DIRECTION:
Transcribe the whole listing without a single picture.
BEGIN GIVEN RECORDS
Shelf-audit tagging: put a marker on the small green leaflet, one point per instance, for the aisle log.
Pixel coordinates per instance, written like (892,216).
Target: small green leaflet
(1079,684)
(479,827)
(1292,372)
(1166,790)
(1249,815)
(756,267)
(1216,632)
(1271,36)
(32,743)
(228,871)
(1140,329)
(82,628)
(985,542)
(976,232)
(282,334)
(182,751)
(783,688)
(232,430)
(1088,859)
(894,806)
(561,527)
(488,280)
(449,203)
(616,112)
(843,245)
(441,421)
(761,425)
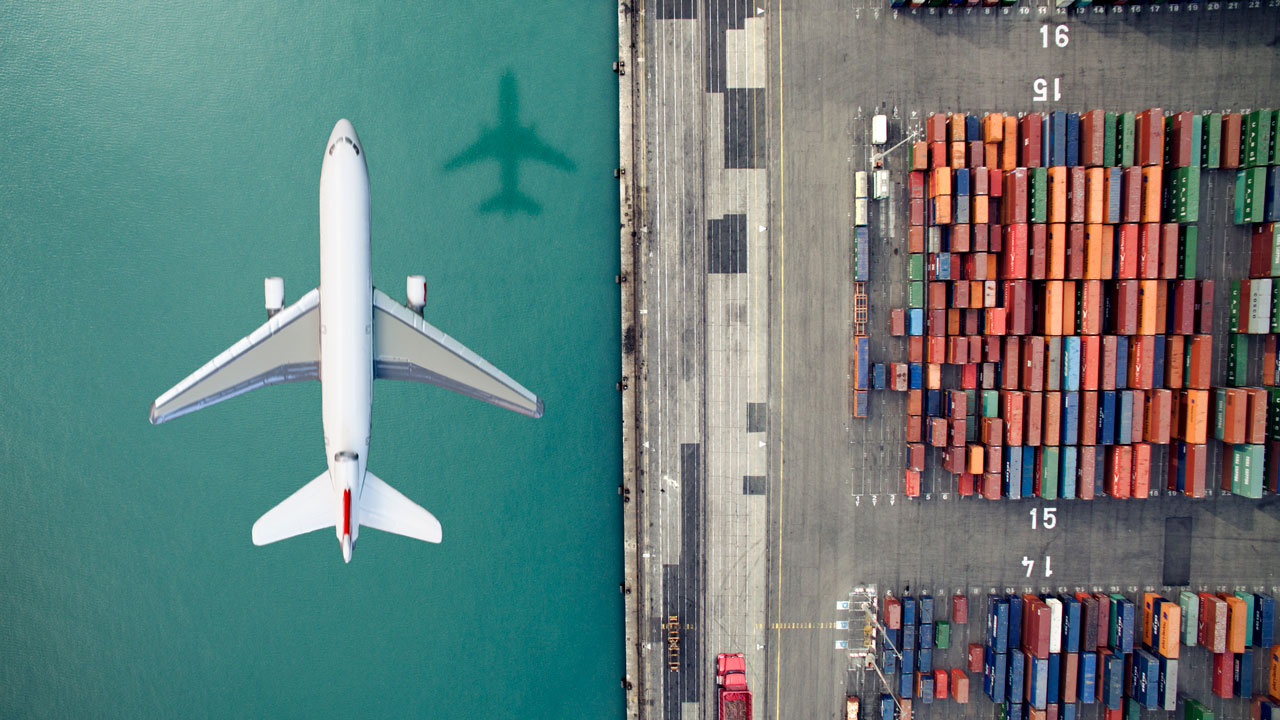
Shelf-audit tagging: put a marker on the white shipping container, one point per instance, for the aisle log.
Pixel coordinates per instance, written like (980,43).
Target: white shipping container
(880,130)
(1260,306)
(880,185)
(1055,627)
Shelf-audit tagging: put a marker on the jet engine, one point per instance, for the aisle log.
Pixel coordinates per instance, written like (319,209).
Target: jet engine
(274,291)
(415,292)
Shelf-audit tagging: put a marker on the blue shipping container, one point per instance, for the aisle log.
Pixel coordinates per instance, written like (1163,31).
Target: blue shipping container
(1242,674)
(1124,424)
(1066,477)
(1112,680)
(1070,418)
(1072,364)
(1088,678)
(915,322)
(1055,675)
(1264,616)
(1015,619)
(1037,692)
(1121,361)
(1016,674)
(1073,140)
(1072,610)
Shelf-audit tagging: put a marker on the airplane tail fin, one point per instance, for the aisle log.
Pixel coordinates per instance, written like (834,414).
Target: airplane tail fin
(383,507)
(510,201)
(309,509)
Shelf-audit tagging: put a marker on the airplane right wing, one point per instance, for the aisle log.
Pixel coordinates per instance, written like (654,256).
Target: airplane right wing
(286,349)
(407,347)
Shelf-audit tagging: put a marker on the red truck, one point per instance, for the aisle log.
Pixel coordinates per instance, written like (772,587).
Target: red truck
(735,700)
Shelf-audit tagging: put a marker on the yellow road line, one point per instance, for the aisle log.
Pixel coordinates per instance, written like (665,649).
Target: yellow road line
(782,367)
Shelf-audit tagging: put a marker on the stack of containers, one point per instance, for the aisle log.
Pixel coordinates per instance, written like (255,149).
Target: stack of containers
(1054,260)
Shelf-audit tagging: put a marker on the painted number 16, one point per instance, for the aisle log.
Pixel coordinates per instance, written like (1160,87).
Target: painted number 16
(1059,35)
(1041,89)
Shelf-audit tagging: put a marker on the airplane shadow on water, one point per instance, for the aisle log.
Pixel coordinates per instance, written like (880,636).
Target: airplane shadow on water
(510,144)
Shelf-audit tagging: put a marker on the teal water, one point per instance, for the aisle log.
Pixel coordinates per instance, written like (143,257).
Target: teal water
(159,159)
END GIVEN RECORDS
ANSWER TO THIS TASK:
Shelf-audit tagging: put a marker on the small green leaflet, one point per instance, for the aisle log.
Pixel coordinates per instance, written like (892,216).
Target: small green leaflet
(1079,684)
(479,827)
(1292,372)
(1166,790)
(1249,815)
(756,267)
(1216,632)
(1271,36)
(32,743)
(228,871)
(1140,329)
(82,628)
(985,542)
(976,232)
(282,334)
(182,751)
(783,688)
(232,430)
(1088,859)
(894,806)
(561,527)
(488,280)
(449,203)
(616,112)
(843,245)
(441,421)
(761,425)
Shelf-audit tagging: put a marker on the white shipping container, one point per instance, for the aisle log.
Pixel coordinates per instance, written like (980,43).
Target: white shipping container
(880,130)
(1260,306)
(880,185)
(1055,627)
Shelf-audit tagging: put a marker on the jet engine, one point per instance, for the aisle log.
Pixel coordinates per instance, written like (319,209).
Target: jet engine
(274,291)
(415,292)
Shelf-audit tagging: put a marker on the blue shipping container, one point per instance, for the aisle log.
Pixel coordinates per instance, written like (1163,31).
Target: blue shipping container
(1242,674)
(1124,424)
(1066,477)
(1112,680)
(1070,418)
(1072,364)
(1088,678)
(915,322)
(1055,675)
(1264,616)
(1015,619)
(1037,692)
(1121,361)
(1016,674)
(1073,140)
(1072,610)
Shelf-audit tagging: put a marker on the airplane tail fin, one point per instance, for the aisle log.
Pixel coordinates per instance, written like (834,414).
Target: airplane tail fin
(383,507)
(510,201)
(309,509)
Shelf-audit tagging: put a marker on the airplane right wing, one point per instance, for the aisle log.
Pixel coordinates per instance, written like (654,256).
Target: airplane right wing
(286,349)
(407,347)
Shelf-audit tagging: put a marker on the red truck, one point per instance, for the aisle log.
Pixel coordinates per instance, written like (772,587).
Target: red truck
(735,700)
Shelf-audit tagging: put a marker on the yellow road line, one point per instance, for the aisle log.
Pixel coordinates per instance, written like (665,649).
Target: yellow road line
(782,367)
Shelf-audit tagging: put a marker on the stack of containers, one point per instance, for the aisle log.
Pixel coordinates per instance, written like (255,149).
Target: stack of containers
(1054,260)
Shelf-audit tagging: put a marker on the painted number 16, one point per instance, for the aisle log.
Pixel coordinates per instance, written like (1160,87).
Target: painted number 16
(1059,35)
(1041,89)
Shelf-audit tagging: put a marker on the airplane shadow on water, one point per instance, for the aisle log.
Pixel coordinates per instance, written like (880,636).
Target: airplane shadow on water
(510,144)
Shelf-audit tagging: put a marker on the teal water, one point per instance, for the aisle log.
Pixel coordinates per instance, written like (143,257).
Target: teal water
(159,159)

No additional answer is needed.